**TASK DESCRIPTION**
Return exactly the span of lines that opens with the line containing "hand in blue" and closes with the last line of the data, inclusive.

....................

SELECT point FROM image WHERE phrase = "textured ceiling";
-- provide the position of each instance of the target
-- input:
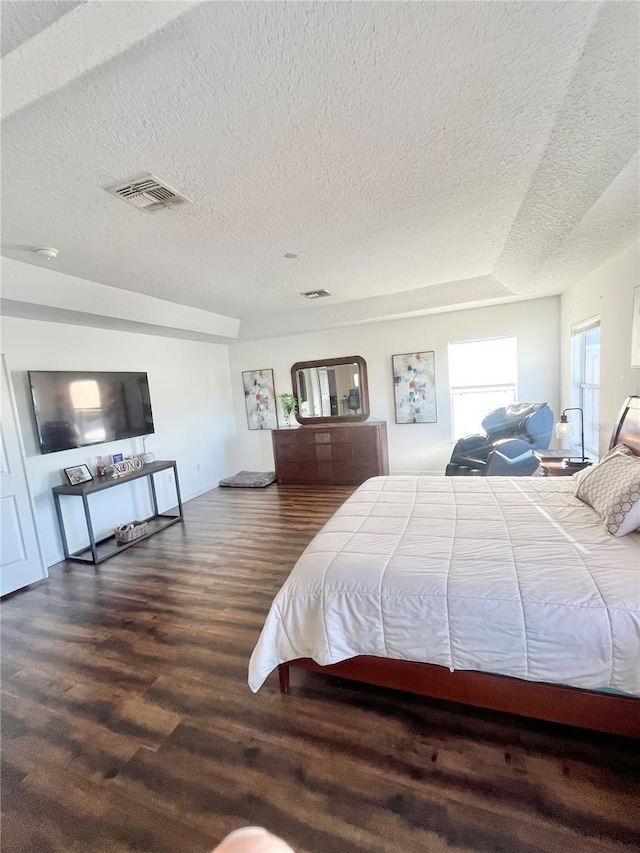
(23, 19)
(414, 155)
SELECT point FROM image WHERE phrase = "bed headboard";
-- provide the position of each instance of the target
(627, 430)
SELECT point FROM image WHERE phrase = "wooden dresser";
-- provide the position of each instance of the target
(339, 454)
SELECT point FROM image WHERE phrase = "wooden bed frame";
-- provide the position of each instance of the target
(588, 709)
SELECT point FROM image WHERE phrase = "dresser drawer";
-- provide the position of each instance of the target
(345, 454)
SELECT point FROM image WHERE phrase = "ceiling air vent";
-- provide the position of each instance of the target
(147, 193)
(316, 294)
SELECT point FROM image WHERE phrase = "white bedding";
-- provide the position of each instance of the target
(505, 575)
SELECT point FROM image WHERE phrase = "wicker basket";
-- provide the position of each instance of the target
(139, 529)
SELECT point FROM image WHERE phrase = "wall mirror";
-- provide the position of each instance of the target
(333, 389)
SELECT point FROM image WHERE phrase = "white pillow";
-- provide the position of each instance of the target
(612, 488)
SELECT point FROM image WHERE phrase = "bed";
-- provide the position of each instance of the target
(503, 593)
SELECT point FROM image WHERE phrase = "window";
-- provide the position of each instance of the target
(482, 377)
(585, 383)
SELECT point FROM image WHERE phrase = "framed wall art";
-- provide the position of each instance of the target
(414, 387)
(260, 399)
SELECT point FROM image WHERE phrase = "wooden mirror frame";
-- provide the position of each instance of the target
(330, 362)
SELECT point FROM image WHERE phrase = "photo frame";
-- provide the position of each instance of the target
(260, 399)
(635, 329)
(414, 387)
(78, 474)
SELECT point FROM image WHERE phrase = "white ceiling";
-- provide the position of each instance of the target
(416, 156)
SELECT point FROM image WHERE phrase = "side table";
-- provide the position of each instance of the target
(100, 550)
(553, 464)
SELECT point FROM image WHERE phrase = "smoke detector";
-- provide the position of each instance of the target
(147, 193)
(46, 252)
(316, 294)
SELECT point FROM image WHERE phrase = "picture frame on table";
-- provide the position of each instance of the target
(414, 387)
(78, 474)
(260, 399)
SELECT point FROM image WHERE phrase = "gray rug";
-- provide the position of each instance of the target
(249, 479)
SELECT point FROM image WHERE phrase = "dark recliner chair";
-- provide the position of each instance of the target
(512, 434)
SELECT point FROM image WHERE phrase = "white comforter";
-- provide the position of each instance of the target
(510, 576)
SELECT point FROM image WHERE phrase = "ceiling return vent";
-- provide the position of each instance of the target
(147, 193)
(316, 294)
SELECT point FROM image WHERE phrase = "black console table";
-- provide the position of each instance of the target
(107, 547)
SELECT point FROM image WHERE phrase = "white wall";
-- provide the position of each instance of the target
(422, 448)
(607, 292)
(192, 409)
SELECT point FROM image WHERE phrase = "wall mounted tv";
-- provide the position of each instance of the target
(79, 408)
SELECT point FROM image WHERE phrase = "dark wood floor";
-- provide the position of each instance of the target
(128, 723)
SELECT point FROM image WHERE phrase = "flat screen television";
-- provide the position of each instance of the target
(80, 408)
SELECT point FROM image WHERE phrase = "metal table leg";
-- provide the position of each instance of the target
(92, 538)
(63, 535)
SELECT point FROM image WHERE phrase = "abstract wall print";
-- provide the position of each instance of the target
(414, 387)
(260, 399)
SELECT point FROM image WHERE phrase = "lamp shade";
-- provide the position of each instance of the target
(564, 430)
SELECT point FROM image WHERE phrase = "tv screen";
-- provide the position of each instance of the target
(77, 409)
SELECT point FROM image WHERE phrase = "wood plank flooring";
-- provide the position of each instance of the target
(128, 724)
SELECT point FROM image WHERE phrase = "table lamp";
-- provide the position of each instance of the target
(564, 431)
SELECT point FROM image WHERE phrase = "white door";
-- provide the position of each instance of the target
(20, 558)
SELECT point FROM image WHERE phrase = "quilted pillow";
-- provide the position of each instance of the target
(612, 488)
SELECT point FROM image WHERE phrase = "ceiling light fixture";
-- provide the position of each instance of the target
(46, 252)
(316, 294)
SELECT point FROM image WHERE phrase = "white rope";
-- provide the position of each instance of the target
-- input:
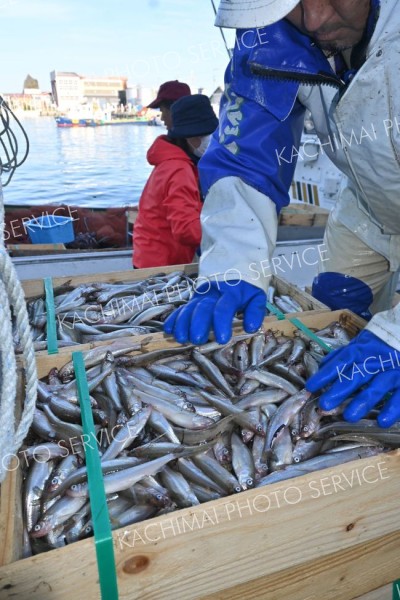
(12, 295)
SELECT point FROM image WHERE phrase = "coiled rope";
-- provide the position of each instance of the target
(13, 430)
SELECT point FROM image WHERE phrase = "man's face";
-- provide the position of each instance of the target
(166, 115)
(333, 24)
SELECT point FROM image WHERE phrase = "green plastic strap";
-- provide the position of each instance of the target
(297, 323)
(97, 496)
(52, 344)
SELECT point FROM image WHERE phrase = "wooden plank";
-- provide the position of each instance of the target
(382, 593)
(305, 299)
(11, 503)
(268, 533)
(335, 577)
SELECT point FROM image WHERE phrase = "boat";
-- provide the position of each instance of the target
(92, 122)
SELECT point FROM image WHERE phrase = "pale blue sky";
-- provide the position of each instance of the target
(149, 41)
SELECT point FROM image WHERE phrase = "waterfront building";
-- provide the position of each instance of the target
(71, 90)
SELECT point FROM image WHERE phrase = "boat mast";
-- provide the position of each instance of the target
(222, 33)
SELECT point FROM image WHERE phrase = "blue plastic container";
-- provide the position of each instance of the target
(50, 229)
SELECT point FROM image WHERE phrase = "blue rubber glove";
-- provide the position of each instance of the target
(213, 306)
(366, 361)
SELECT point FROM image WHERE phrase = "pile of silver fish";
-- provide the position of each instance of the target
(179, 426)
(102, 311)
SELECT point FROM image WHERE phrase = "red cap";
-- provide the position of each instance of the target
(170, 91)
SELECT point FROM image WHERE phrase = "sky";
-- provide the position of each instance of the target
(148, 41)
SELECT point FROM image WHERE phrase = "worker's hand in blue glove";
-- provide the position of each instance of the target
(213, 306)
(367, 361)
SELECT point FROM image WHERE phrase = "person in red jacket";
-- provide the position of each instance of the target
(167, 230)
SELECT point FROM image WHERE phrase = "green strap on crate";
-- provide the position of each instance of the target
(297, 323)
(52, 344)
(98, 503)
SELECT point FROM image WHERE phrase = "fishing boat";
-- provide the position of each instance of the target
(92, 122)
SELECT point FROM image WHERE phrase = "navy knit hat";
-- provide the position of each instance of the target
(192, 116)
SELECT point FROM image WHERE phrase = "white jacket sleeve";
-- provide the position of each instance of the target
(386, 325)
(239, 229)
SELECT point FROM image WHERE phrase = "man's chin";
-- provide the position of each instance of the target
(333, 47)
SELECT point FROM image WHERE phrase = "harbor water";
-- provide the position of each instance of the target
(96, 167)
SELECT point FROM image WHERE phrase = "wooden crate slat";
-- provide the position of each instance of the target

....................

**EXPECTED ANSWER**
SELECT point FROM image WHERE phrase = "worker's hand in blue glove";
-- provide the position of each instance of the target
(213, 306)
(367, 361)
SELECT point FROM image WHERE phrase = "person in red jacket";
-- provide the position of each instance of the target
(167, 230)
SELECT point FROM image WHERE phrase = "green strap on crate";
-- provide the position of each instance of the target
(297, 323)
(52, 344)
(98, 503)
SELECT point FROM image WHERE phrase = "fishing boat";
-- provide the position of each instance of the target
(92, 122)
SELECT point FROM image WHERE phrase = "navy knit hat";
-- provide the position of each instance of the target
(192, 116)
SELECT point FROM image WHERE phrase = "white jacket sleeve";
-- provide the position of each instance of the target
(386, 325)
(239, 229)
SELECT point FROM image WHERE phrase = "man's chin";
-- provide the position of each instance of the target
(333, 47)
SELECT point FROM image WHERE phrase = "harbor water";
-- provide the position of each instance of the target
(96, 167)
SELECT point FROM image WHERE phrase = "wooden crate slat";
-- provide the position of each instance of the target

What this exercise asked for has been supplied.